Each entry must be reproduced precisely as it stands.

---

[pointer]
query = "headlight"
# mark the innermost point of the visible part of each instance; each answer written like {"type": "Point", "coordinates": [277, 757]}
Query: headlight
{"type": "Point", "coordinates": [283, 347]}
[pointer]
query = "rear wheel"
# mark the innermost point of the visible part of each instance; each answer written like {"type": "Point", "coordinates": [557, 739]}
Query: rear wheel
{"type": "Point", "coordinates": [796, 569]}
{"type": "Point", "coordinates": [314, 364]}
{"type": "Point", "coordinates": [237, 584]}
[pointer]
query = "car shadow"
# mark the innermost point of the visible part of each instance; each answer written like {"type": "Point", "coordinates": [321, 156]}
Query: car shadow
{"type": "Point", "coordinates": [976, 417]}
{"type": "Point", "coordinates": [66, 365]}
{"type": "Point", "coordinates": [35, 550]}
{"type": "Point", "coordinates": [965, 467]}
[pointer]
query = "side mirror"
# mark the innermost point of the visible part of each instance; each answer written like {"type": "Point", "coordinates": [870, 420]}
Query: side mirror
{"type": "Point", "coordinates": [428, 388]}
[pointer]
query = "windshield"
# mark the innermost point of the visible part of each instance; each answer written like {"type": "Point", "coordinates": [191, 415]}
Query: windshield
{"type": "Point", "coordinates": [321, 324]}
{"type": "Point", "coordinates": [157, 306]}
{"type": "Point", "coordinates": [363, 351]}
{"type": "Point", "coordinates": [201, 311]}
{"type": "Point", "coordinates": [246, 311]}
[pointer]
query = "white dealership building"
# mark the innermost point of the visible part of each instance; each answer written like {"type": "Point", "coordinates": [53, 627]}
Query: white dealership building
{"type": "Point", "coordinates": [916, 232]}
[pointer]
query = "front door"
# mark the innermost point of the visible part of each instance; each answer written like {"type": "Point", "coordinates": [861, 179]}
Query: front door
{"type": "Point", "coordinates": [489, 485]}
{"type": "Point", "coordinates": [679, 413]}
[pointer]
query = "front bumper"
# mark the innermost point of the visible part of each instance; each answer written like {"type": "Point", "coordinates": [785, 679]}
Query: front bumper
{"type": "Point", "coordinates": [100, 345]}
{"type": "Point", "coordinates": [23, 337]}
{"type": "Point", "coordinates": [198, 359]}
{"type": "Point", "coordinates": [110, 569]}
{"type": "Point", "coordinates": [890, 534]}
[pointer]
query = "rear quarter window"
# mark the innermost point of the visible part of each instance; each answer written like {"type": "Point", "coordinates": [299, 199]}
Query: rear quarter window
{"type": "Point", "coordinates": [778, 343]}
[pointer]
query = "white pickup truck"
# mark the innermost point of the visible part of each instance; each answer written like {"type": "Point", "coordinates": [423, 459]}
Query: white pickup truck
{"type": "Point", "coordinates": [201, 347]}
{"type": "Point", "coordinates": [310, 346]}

---

--- Task output ---
[pointer]
query = "headlight"
# mark the innermost point of the visible part of each instance; each answer written like {"type": "Point", "coordinates": [277, 757]}
Query: headlight
{"type": "Point", "coordinates": [283, 347]}
[pointer]
query = "rear wheel"
# mark the innermost point of the visible part of each instance; each answer written like {"type": "Point", "coordinates": [557, 739]}
Query: rear wheel
{"type": "Point", "coordinates": [796, 569]}
{"type": "Point", "coordinates": [314, 364]}
{"type": "Point", "coordinates": [237, 584]}
[pointer]
query = "car shadow"
# mark the innermost point of the visible part of each instance; each answer written like {"type": "Point", "coordinates": [321, 156]}
Query: car shadow
{"type": "Point", "coordinates": [976, 417]}
{"type": "Point", "coordinates": [66, 365]}
{"type": "Point", "coordinates": [35, 550]}
{"type": "Point", "coordinates": [965, 467]}
[pointer]
query = "side mirror"
# mark the innermost point of the visible part of each instance; each answer written like {"type": "Point", "coordinates": [870, 420]}
Query: side mirror
{"type": "Point", "coordinates": [428, 388]}
[pointer]
query = "windshield"
# mark the innermost point of the visible part of each instance; each answer written like {"type": "Point", "coordinates": [191, 415]}
Query: windshield
{"type": "Point", "coordinates": [321, 324]}
{"type": "Point", "coordinates": [157, 306]}
{"type": "Point", "coordinates": [363, 351]}
{"type": "Point", "coordinates": [201, 311]}
{"type": "Point", "coordinates": [246, 311]}
[pointer]
query = "white dealership building"
# mark the innermost point of the visible part of each instance; each answer written like {"type": "Point", "coordinates": [53, 627]}
Query: white dealership building
{"type": "Point", "coordinates": [916, 232]}
[pointer]
query = "front door"
# mark the innermost point of the visible part of each instance; each answer written like {"type": "Point", "coordinates": [861, 179]}
Query: front door
{"type": "Point", "coordinates": [489, 485]}
{"type": "Point", "coordinates": [679, 413]}
[pointer]
query = "front bumper"
# mark the innermost point of the visible part of each instance; each answer written like {"type": "Point", "coordinates": [785, 679]}
Query: front bumper
{"type": "Point", "coordinates": [100, 345]}
{"type": "Point", "coordinates": [23, 337]}
{"type": "Point", "coordinates": [198, 359]}
{"type": "Point", "coordinates": [110, 569]}
{"type": "Point", "coordinates": [890, 534]}
[pointer]
query = "rear quarter window"
# mark the innermost point of the visible part of each instance; each answer written like {"type": "Point", "coordinates": [299, 199]}
Query: rear quarter window
{"type": "Point", "coordinates": [778, 343]}
[pointer]
query = "white pickup truck"
# mark the innermost point of the visible part of each instance; each answer written like {"type": "Point", "coordinates": [423, 459]}
Query: white pickup truck
{"type": "Point", "coordinates": [201, 347]}
{"type": "Point", "coordinates": [310, 346]}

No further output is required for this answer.